*Extrait fourni*
* * * * *

Parmi les mots de l’année 2020, on retiendra « complotiste ». Il remplace désormais forcené, ou sociopathe. Qualifier quelqu’un ou une idée de complotiste dispense de l’entendre ou de l’examiner. Pourtant le complotisme vaut la peine qu’on le mette en examen, plus, d’ailleurs, par ce qu’il révèle de non-dit que par ses théories fumeuses. Car les thèses du complot dissimulent toujours des arrière pensées, des stratégies politiques ou des insatisfactions, au regard des faits réels, et de leur présentation.


Les théories du complot ont toujours existé. Elles flattent l’esprit romanesque. Elles aiguisent l’imaginaire. Mais le ressort de ce phénomène, qui a pris depuis le développement des réseaux sociaux une ampleur sans précédent, réside dans la suspicion qui affecte la parole publique, ses relais que sont les médias et ceux qui s’y produisent. Le problème est d’expliquer ce discrédit. Autrement dit comment est-on passé de “c’est vrai, puisque c’est dans le journal”, à “on nous ment, on nous cache tout”, donc la vérité est ailleurs.


Les gouvernants ne sont pas plus cachotiers de nos jours que jadis, ce n’est pas non plus une question de régime politique, la défiance a atteint aussi bien les capitalistes que les communistes, les libéraux que les dictatoriaux.

Ce qui a changé est la diffusion immédiate de l’information brute de décoffrage. Une information sans filtre inonde le Monde. Les faits sortent de leur boite comme des diables à ressort. Et aussitôt, chacun s’en fait une opinion. Il voit midi à sa porte. Viennent ensuite les interprétations officielles, et celles-ci sont soumises à un arsenal critique d’autant plus large que sur les réseaux sociaux, les influenceurs ont chacun leur avis.


Face à une théorie complotiste les médias officiels sont sur la défensive. Ils se bardent de conseillers en communication (les spin doctors) et plus ceux-ci sont avisés, moins ils paraissent sincères.

Reçues par le même canal d'un écran (smartphone, tablette, PC, ou télévision) toutes les informations parviennent dans le même état. Il n’y a aucune différence de provenance technique entre une nouvelle passée au crible d’une Presse scrupuleuse, et une fake news, vérité falsifiée qui dès lors qu’elle s’adresse à l’émotion touche bien plus facilement sa cible. Les médias qui tentent de coloniser le temps ce cerveau disponible, s'adressent surtout aux trippes. Ils copient les méthodes des flibustiers du web, et au lieu d'en être les arbitres, ils en paraissent les concurrents.

La réaction des professionnels de l’information est malheureusement de lutter contre le sensationnel par du sensationnel, de sorte que cette surenchère relègue la raison au placard des ustensiles encombrants.

* * * * *

*Lignes de données*
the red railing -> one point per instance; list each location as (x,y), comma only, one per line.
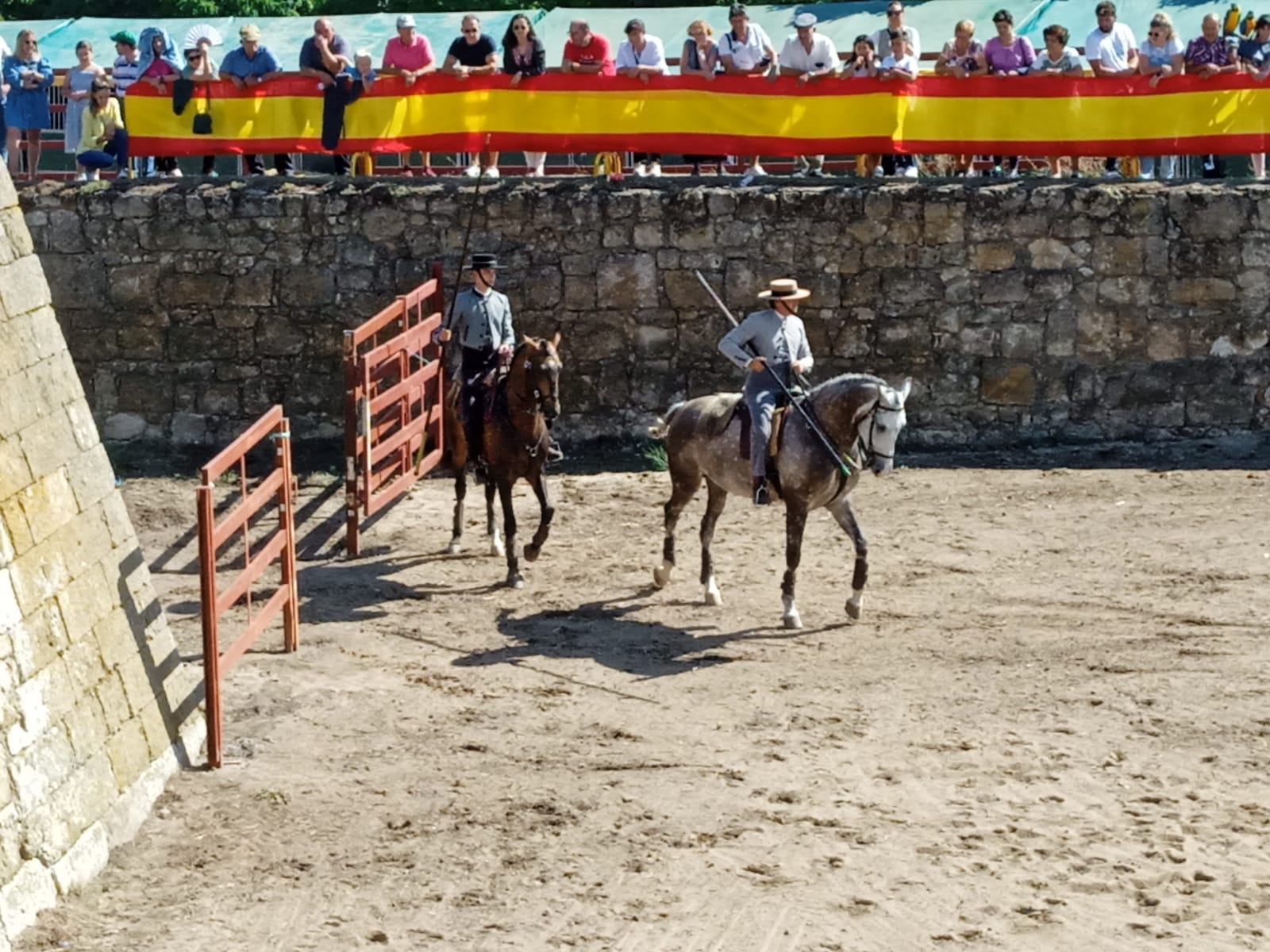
(281,545)
(394,397)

* * * * *

*Exercices proposés*
[A] Traduisez en anglais cette phrase de l'extrait fourni : « Face à une théorie complotiste les médias officiels sont sur la défensive. »
[B] Résumez l'extrait fourni en deux phrases.

*Résultats par exercice*
[A] Faced with a conspiracy theory, the official media are on the defensive.

[B] Les théories du complot ont toujours existé, mais elles ont pris une ampleur sans précédent avec les réseaux sociaux, car la parole publique et les médias qui la relaient sont frappés de suspicion. Ce qui a changé est la diffusion immédiate d'une information brute et sans filtre, face à laquelle les médias officiels, sur la défensive, luttent contre le sensationnel par du sensationnel et relèguent ainsi la raison au placard.